◆ **SOURCE PASSAGE**
1a. Objectives (from AD-416)
1. Determine the ability of bioactive plant-based foods, including carotenoid-rich foods to exert biological functions and affect genomic stability. 2. Determine the vitamin A requirement of healthy U.S. adults.
1b. Approach (from AD-416)
By recruiting older adults (>60 yr, men and post-menopausal women) without and with metabolic syndrome to ingest bioactive plant foods or histidine dipeptide rich foods, we will measure plasma total antioxidant performance, plasma in vivo oxidative stress biomarkers, plasma water-soluble and fat-soluble antioxidants (carotenoids, tocopherol, ascorbic acid, and uric acid), plasma biomedical parameters to determine the ability of bioactive plant-based foods, including carotenoid-rich foods, to exert biological functions and affect genomic stability. Also, to explore a possible correlation between a change in serum apoE and a change in Macular Pigment (MP) density, we will measure HDL subpopulations by nondenaturing 2d gel electrophoresis, immuno-blotting, and image analysis. We will measure lipoproteins, antioxidative capacity, and markers of inflammation in order to better define the mechanism by which decreased body weight is associated with increased MP in humans. Using the stable isotope labeled vitamin A (labeled in three different levels, ^13 C_4 , ^13 C_8 , ^13 C_12 – retinyl acetate) and apheresesautologues technique on human volunteers, we will measure the enrichment of these labeled retinols in human circulations and mathematical modeling to determine vitamin A bioavailability and the requirement of vitamin A through an intervention trial with various levels of vitamin A.
3. Progress Report
Recently, ARS-funded scientists at the Jean Mayer USDA Human Nutrition Research Center on Aging at Tufts University in Boston, MA have reported that bioactive plant foods, such as angel’s plant (Angelica keiskei) are rich in phytochemiclas including carotenoids (antioxidant) and a group of chalcones (purported to have antidiabetic and antihypercholesterolemic functions). We showed that human subjects who consumed angel’s plant dry powder (5 g per day) exhibit increases in antioxidant performance in both healthy and metabolic syndrome subjects. Further study will determine if long term feeding with angel’s plant will reduce the DNA damage in the metabolic syndrome group, which was significantly higher than the healthy group at the baseline.
1. Developed a Rapid Analysis Method Determining Phenolics in Plant Extract. ARS-funded researchers at JMUSDA-HNRCA at Tufts University, Boston, MA, developed a rapid analysis method determining phenolics in plant extract (Angelica keiskei and Glycine max) using a high resolution mass spectrometry coupled with informatics. This newly developed instrumentation method can further evaluate the phytonutrients in plant foods and benefit for agriculture plant choices. This accomplishment is significant because it provides a powerful and rapid new method to analyze bioactive components in plant foods.

◆ **ACTIVITY LIST**
A) Answer these questions from the project report on bioactive plant foods and vitamin A.
(i) Which age group of adults does the approach plan to recruit?
(ii) How much angel's plant dry powder did the human subjects consume per day?
(iii) What technique did the rapid analysis method for phenolics use?
B) Summarize the project report on bioactive plant foods and vitamin A in two sentences.
C) Continue the project report on bioactive plant foods and vitamin A from where it stops.

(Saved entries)

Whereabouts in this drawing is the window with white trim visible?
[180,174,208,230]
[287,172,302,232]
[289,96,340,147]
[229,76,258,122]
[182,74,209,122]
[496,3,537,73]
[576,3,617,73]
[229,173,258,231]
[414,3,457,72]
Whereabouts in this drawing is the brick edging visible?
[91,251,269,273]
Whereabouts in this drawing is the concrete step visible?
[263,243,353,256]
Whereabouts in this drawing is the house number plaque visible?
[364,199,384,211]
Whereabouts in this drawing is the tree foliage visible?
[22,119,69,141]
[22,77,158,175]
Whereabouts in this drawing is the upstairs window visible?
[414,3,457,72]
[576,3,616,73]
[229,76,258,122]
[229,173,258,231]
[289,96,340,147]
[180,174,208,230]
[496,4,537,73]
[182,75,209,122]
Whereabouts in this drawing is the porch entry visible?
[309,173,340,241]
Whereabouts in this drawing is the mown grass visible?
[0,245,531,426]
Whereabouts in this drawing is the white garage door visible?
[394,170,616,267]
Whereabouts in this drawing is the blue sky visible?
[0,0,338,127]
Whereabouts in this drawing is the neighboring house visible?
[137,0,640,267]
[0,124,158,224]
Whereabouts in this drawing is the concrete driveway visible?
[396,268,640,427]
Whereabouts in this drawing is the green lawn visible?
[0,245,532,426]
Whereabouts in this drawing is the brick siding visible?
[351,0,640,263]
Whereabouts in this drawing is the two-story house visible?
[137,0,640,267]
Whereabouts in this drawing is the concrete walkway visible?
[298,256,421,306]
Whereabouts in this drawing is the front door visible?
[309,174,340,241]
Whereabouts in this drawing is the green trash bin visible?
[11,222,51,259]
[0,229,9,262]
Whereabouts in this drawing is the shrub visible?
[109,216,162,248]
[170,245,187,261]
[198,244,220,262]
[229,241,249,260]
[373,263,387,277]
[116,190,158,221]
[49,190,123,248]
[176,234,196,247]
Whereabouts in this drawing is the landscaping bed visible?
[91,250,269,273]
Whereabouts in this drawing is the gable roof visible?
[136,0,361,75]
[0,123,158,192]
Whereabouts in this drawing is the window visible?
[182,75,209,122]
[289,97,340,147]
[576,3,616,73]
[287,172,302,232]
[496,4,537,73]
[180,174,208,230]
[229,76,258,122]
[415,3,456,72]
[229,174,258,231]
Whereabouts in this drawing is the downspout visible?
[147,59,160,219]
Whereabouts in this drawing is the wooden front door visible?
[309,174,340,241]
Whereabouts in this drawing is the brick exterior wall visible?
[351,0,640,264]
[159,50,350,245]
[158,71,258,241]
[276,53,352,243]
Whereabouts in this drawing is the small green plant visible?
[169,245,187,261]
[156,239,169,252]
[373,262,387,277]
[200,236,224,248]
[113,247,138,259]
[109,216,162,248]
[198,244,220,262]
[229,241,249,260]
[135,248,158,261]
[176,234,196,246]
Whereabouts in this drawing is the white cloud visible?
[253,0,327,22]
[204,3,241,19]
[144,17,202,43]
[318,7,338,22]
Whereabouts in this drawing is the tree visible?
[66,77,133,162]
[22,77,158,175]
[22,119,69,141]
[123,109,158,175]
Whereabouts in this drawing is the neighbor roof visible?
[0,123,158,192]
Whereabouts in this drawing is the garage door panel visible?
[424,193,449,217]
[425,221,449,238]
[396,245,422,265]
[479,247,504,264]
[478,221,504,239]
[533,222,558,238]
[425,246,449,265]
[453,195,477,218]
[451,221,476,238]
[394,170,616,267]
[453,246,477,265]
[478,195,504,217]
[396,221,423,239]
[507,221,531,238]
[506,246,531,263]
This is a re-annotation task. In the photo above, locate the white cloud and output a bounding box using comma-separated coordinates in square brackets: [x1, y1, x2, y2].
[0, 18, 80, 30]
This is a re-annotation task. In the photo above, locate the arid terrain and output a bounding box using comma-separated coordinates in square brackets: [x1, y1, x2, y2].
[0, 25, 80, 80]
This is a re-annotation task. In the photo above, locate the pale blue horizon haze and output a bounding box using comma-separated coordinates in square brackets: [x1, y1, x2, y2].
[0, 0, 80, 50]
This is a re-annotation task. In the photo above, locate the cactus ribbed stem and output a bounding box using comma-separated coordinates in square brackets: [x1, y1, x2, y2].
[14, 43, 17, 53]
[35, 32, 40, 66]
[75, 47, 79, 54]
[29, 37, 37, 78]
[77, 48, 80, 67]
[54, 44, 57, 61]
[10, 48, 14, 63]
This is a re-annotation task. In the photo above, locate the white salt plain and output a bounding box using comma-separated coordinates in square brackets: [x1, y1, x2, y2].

◆ **OUTPUTS IN ORDER**
A)
(i) Older adults over 60 years, both men and post-menopausal women, with and without metabolic syndrome.
(ii) 5 g per day.
(iii) High resolution mass spectrometry coupled with informatics.

B) The project aims to determine whether bioactive plant-based foods, including carotenoid-rich foods, can exert biological functions and affect genomic stability, and to determine the vitamin A requirement of healthy U.S. adults. Researchers reported that subjects who consumed angel's plant dry powder showed increased antioxidant performance, and they developed a rapid method for analyzing phenolics in plant extracts using high resolution mass spectrometry coupled with informatics.

C)
2. Lutein and Zeaxanthin Intake are related to Eye Health. ARS-funded researchers at JMUSDA-HNRCA at Tufts University, Boston, MA, found accurate assessment of intake of lutein and zeaxanthin that are selectively taken up into the macula of the eye may protect against the development of age-related macular degeneration. This is important in understanding of their individual roles in eye health. We analyzed the top major food sources for lutein and zeaxanthin intake in NHANES (National Health and Nutrition Examination Survey) 2003-2004 by high-performance liquid chromatography. The results were applied to dietary data from 8,525 participants in NHANES 2003-2004. Our findings suggest that the relative intake of lutein and zeaxanthin may be important to age-related macular degeneration risk and the individual intake of lutein or zeaxanthin may be associated with eye health. These data provide the basis for defining the adequate intake of lutein and zeaxanthan for optimal eye health.
3. High Beta Carotene Maize Effectively Converts to Vitamin A in Zimbabwean Men ARS-funded researchers at JMUSDA-HNRCA at Tufts University, Boston, MA, reported that biofortified high beta carotene maize and its conversion to vitamin A were studied in Zimbabwean men. The volunteers consumed intrinsically labeled high betacarotene yellow maize. The results showed a very effective conversion of maize beta carotene to vitamin A (3.2 unit of beta carotene provided 1 unit of vitamin A by weight). The results provided a strong evidence that high beta carotene yellow maize is very effective dietary source for vitamin A and thus to help combat vitamin A deficiency in maize eating populations around the world.